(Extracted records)
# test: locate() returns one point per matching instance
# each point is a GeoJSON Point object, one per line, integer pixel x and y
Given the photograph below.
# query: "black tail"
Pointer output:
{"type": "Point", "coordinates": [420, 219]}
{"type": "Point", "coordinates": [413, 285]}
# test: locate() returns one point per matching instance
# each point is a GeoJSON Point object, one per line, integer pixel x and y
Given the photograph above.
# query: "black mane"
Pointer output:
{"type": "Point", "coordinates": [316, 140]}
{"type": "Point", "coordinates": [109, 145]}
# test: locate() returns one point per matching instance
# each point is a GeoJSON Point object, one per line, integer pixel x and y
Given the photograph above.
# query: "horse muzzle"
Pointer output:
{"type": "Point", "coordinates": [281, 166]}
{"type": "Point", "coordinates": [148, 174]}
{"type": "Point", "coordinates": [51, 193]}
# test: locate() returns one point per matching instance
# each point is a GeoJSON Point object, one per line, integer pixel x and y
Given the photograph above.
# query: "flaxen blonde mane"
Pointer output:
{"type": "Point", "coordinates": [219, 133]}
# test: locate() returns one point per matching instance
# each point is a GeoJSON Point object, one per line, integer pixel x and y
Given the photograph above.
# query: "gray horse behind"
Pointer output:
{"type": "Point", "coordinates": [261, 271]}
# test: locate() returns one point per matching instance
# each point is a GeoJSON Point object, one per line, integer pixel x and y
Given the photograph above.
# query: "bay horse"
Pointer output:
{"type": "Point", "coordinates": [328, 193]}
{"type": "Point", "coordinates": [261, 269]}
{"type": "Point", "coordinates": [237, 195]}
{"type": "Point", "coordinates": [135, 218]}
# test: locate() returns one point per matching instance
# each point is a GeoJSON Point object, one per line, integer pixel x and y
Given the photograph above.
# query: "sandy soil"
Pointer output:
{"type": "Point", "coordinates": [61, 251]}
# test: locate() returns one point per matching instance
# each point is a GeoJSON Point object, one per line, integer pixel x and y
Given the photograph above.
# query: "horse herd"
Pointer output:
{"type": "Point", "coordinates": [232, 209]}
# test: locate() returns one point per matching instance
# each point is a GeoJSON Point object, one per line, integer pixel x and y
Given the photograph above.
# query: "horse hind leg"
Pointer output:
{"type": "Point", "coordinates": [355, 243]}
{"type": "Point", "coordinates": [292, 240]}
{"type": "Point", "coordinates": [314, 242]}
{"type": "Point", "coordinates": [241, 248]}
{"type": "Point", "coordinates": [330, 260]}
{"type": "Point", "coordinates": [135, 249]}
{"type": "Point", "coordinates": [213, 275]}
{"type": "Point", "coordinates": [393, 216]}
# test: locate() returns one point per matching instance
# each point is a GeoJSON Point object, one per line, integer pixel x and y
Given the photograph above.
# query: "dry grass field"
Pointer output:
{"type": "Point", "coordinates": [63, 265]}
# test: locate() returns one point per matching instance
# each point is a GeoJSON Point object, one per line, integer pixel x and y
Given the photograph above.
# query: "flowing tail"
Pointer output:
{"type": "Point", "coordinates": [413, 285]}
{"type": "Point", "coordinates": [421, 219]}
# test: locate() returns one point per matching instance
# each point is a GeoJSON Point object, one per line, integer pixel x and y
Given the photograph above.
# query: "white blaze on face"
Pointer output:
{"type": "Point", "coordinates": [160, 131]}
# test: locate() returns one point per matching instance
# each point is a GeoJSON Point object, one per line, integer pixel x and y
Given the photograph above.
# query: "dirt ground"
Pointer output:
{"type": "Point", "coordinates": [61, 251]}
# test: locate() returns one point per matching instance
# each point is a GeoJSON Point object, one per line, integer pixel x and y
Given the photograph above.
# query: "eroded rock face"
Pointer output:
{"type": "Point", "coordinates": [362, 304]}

> Objective
Without omitting anything, output the entries exactly.

> Reply
# test: locate() returns one point per matching instance
# each point is a GeoJSON Point object, one per line, integer pixel x and y
Given the photograph below.
# query: "black tail"
Pointer output:
{"type": "Point", "coordinates": [420, 219]}
{"type": "Point", "coordinates": [413, 285]}
# test: locate() returns one point per matching instance
# each point is a GeoJSON Point object, one per line, integer pixel x and y
Given the photograph above.
# query: "black mane"
Pointer output:
{"type": "Point", "coordinates": [316, 140]}
{"type": "Point", "coordinates": [109, 145]}
# test: locate() returns one point per matching instance
# each point is a GeoJSON Point object, one per line, integer pixel x and y
Given the photograph above.
# query: "horse muzzle"
Pointer output:
{"type": "Point", "coordinates": [281, 166]}
{"type": "Point", "coordinates": [148, 174]}
{"type": "Point", "coordinates": [51, 193]}
# test: locate() returns one point per matching instance
# each point is a GeoJSON Point object, one per line, integer pixel x and y
Given the photograph above.
# query: "flaxen blonde mane"
Pointer output:
{"type": "Point", "coordinates": [219, 133]}
# test: locate() returns one point per matching instance
# each point is a GeoJSON Point object, one per line, integer pixel x and y
Given the photograph above.
# query: "gray horse behind"
Pointer output:
{"type": "Point", "coordinates": [261, 271]}
# test: locate() returns one point per matching instance
# each point is a GeoJSON Point object, one per line, integer pixel x and y
Given the photograph above.
# query: "bay horse"
Pointer output:
{"type": "Point", "coordinates": [328, 193]}
{"type": "Point", "coordinates": [261, 269]}
{"type": "Point", "coordinates": [237, 195]}
{"type": "Point", "coordinates": [135, 218]}
# test: locate() returns one point per matching instance
# each point is a GeoJSON Point object, one per line, integer pixel x and y
Given the photograph above.
# query: "sandy soil"
Pointer output:
{"type": "Point", "coordinates": [61, 251]}
# test: locate() returns one point per matching instance
# each point is a GeoJSON Point object, one per line, integer pixel x and y
Given the photograph above.
# query: "horse herd"
Pointer output:
{"type": "Point", "coordinates": [232, 209]}
# test: locate() returns one point per matching instance
# each point is a GeoJSON Point object, one per line, integer pixel x and y
Given the photograph above.
# query: "horse hind leg"
Pointer output:
{"type": "Point", "coordinates": [355, 243]}
{"type": "Point", "coordinates": [292, 240]}
{"type": "Point", "coordinates": [314, 242]}
{"type": "Point", "coordinates": [241, 248]}
{"type": "Point", "coordinates": [330, 260]}
{"type": "Point", "coordinates": [135, 249]}
{"type": "Point", "coordinates": [213, 275]}
{"type": "Point", "coordinates": [393, 216]}
# test: locate() returns one point per matching instance
# each point is a GeoJSON Point object, one per line, integer pixel x and y
Given the photograph above.
# query: "dry grass field"
Pointer output:
{"type": "Point", "coordinates": [63, 265]}
# test: locate() returns one point per matching instance
# each point is a GeoJSON Point object, one per line, integer pixel x and y
Given the photograph above.
# query: "flowing tail"
Pointer output:
{"type": "Point", "coordinates": [413, 285]}
{"type": "Point", "coordinates": [421, 219]}
# test: locate() returns one point per matching instance
# each point is a GeoJSON Point object, one per line, integer pixel x and y
Given the photograph above.
# query: "white blaze on face"
Pointer output:
{"type": "Point", "coordinates": [160, 131]}
# test: locate() returns one point per matching instance
# each point is a GeoJSON Point object, one per line, integer pixel x and y
Given the photograph above.
# query: "dirt ground"
Pointer output:
{"type": "Point", "coordinates": [61, 251]}
# test: locate() returns one point per matching instance
# each point is a GeoJSON Point object, one per line, integer pixel x and y
Given the photograph above.
# query: "eroded rock face"
Pointer output:
{"type": "Point", "coordinates": [362, 304]}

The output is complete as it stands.